◆ Work required ◆
Write out all of the entries below word for word.

◆ Records for this exercise ◆
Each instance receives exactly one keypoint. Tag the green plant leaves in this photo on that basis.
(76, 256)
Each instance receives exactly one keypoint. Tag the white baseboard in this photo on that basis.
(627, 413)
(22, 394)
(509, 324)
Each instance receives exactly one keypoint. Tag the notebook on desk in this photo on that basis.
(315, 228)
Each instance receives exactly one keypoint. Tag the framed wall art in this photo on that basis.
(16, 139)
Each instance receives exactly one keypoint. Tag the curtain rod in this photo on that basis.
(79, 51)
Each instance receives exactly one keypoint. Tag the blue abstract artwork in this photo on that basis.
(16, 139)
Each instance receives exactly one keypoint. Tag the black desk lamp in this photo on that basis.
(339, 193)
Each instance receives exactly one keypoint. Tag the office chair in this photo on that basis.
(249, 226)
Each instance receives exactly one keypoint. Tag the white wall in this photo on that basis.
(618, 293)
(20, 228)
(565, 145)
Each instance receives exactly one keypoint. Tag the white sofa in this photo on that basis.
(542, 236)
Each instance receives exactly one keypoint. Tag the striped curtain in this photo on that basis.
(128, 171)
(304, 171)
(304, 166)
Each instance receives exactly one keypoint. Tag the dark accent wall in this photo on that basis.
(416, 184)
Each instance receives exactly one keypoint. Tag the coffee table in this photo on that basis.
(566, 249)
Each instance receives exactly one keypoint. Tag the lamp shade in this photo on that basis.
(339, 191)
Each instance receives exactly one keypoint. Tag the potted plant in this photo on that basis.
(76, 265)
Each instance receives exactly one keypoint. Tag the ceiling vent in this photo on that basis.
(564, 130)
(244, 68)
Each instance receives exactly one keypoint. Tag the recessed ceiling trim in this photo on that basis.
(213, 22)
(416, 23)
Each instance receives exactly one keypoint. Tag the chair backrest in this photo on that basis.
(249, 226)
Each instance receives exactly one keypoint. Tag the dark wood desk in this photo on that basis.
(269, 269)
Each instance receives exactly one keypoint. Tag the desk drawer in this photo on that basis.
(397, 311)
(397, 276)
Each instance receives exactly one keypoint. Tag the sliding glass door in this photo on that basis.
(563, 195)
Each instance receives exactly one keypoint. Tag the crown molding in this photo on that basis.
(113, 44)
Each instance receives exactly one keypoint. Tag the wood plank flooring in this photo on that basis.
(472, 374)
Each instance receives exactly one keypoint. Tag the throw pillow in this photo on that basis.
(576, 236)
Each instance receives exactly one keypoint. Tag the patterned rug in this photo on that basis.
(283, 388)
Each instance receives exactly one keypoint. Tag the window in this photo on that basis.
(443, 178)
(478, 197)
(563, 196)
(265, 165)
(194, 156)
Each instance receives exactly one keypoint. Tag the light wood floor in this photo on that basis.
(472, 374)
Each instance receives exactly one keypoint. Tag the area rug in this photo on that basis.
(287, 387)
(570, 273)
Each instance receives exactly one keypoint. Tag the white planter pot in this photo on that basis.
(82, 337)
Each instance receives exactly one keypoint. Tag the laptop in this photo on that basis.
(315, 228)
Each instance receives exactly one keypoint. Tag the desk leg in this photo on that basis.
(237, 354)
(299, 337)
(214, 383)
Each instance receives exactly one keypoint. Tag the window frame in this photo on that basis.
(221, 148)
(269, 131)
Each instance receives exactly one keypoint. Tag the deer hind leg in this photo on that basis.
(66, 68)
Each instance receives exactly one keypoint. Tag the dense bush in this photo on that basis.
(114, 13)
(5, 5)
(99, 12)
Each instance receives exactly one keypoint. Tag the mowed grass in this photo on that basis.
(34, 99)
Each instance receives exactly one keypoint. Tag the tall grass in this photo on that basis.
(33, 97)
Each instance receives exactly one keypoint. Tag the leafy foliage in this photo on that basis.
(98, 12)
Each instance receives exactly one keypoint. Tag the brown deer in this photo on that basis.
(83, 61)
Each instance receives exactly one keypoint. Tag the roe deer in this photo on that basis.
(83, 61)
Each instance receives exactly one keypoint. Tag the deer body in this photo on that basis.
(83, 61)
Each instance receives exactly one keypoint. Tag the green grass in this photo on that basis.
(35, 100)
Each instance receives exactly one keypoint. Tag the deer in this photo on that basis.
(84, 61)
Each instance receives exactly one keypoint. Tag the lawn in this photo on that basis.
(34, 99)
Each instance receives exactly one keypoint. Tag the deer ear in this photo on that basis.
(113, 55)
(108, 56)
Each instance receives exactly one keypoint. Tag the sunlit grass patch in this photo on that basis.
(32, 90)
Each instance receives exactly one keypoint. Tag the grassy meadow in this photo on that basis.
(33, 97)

◆ Expected output ◆
Each instance receives exactly one keypoint. Tag the green plant leaves in this photo on that basis.
(76, 256)
Each instance receives exactly one keypoint. Tag the white baseboard in this photo on that basis.
(627, 413)
(22, 394)
(509, 324)
Each instance receives exactly one keypoint. Tag the notebook on desk in this photo on that basis.
(315, 228)
Each instance receives exactly one keypoint. Tag the framed wall art in this photo on that basis.
(16, 139)
Each instance receives exactly one keypoint. Tag the curtain rod in this photo on that basis.
(79, 51)
Each instance receives exactly one keypoint. Tag the blue abstract artwork in this photo on that basis.
(16, 139)
Each instance receives exactly one keypoint. Tag the black desk lamp in this photo on that basis.
(339, 193)
Each instance receives exactly one keypoint. Tag the office chair in this photo on that basis.
(249, 226)
Each instance receives exactly one keypoint. Tag the white wall in this photo on that basis.
(618, 293)
(20, 228)
(565, 145)
Each instance receives exactly one keypoint. Tag the white sofa in this photo on that basis.
(542, 236)
Each instance receives exactly one keypoint. Tag the striped curtain in this photo on that basis.
(128, 171)
(304, 171)
(304, 166)
Each instance receives exactly one keypoint. Tag the dark accent wall in this photo on that basis.
(416, 184)
Each instance receives exactly one keypoint. Tag the coffee table in this photo on that basis.
(566, 249)
Each instance receives exactly one keypoint. Tag the lamp shade in this photo on that basis.
(339, 191)
Each instance receives exactly one keypoint. Tag the potted plant in this photo on that basis.
(76, 265)
Each instance receives exactly one keypoint. Tag the ceiling vent in this photo on that basis.
(564, 130)
(244, 68)
Each instance receives exactly one keypoint. Tag the recessed ceiling trim in this photo on that basis.
(213, 22)
(416, 23)
Each instance receives exactly one keypoint. Tag the chair backrest in this photo on that basis.
(249, 226)
Each instance receives exactly one keypoint. Tag the dark wood desk in this photo on that basis.
(269, 269)
Each instance receives exactly one keypoint. Tag the desk drawer in this photo on that basis.
(397, 311)
(397, 276)
Each instance receives exactly one keypoint. Tag the sliding glass door in this photo on that basis.
(563, 195)
Each instance receives exactly one keypoint. Tag the crown molding in this photo on that basis.
(113, 44)
Each instance receives exactly one keypoint. Tag the wood plank flooring in this photo on that basis.
(472, 374)
Each instance receives exactly one keypoint. Tag the throw pillow in this photo on that basis.
(576, 236)
Each instance receives exactly one keypoint. Tag the patterned rug in this photo on that basis.
(283, 388)
Each instance receives exactly one keypoint. Tag the window in this photo on that basis.
(443, 178)
(478, 197)
(563, 196)
(265, 165)
(194, 156)
Each instance receives exactly one keypoint. Tag the light wood floor in this photo on that basis.
(472, 374)
Each instance receives exactly one keypoint. Tag the area rug in this photo on that basis.
(287, 387)
(570, 273)
Each instance receives exactly one keypoint. Tag the white planter pot in this photo on that basis.
(82, 337)
Each instance receives exactly one keypoint. Tag the laptop in this photo on that basis.
(315, 228)
Each instance receives exactly one keypoint. Tag the desk leg in this photo on that basis.
(237, 354)
(299, 337)
(214, 383)
Each instance receives exactly one keypoint. Tag the window frame in this photo on that basis.
(221, 148)
(269, 131)
Each instance receives exactly one keypoint. Tag the deer hind leg in this photo on that basis.
(66, 68)
Each instance receives exactly one keypoint. Tag the dense bush in this photo on that basis.
(114, 13)
(5, 5)
(99, 12)
Each instance receives exactly one keypoint. Tag the mowed grass in this photo on that basis.
(34, 99)
Each instance receives exactly one keypoint. Tag the tall grass in this photo on that basis.
(33, 97)
Each instance receives exactly one keypoint. Tag the leafy foliage in this photo on that basis.
(98, 12)
Each instance receives exactly one keypoint. Tag the brown deer in this photo on that basis.
(83, 61)
Each instance receives exactly one keypoint. Tag the roe deer in this photo on that basis.
(83, 61)
Each instance receives exactly one keypoint. Tag the deer body in this photo on that basis.
(83, 61)
Each instance receives exactly one keypoint. Tag the green grass in this photo on that basis.
(35, 100)
Each instance receives exactly one keypoint. Tag the deer in this photo on that basis.
(84, 61)
Each instance receives exactly one keypoint. Tag the lawn in this photo on that basis.
(34, 99)
Each instance receives exactly one keypoint. Tag the deer ear in this photo on that basis.
(113, 55)
(108, 56)
Each instance receives exactly one keypoint. Tag the sunlit grass patch in this photo on that basis.
(32, 90)
Each instance receives exactly one keypoint. Tag the grassy meadow in this photo on that basis.
(33, 97)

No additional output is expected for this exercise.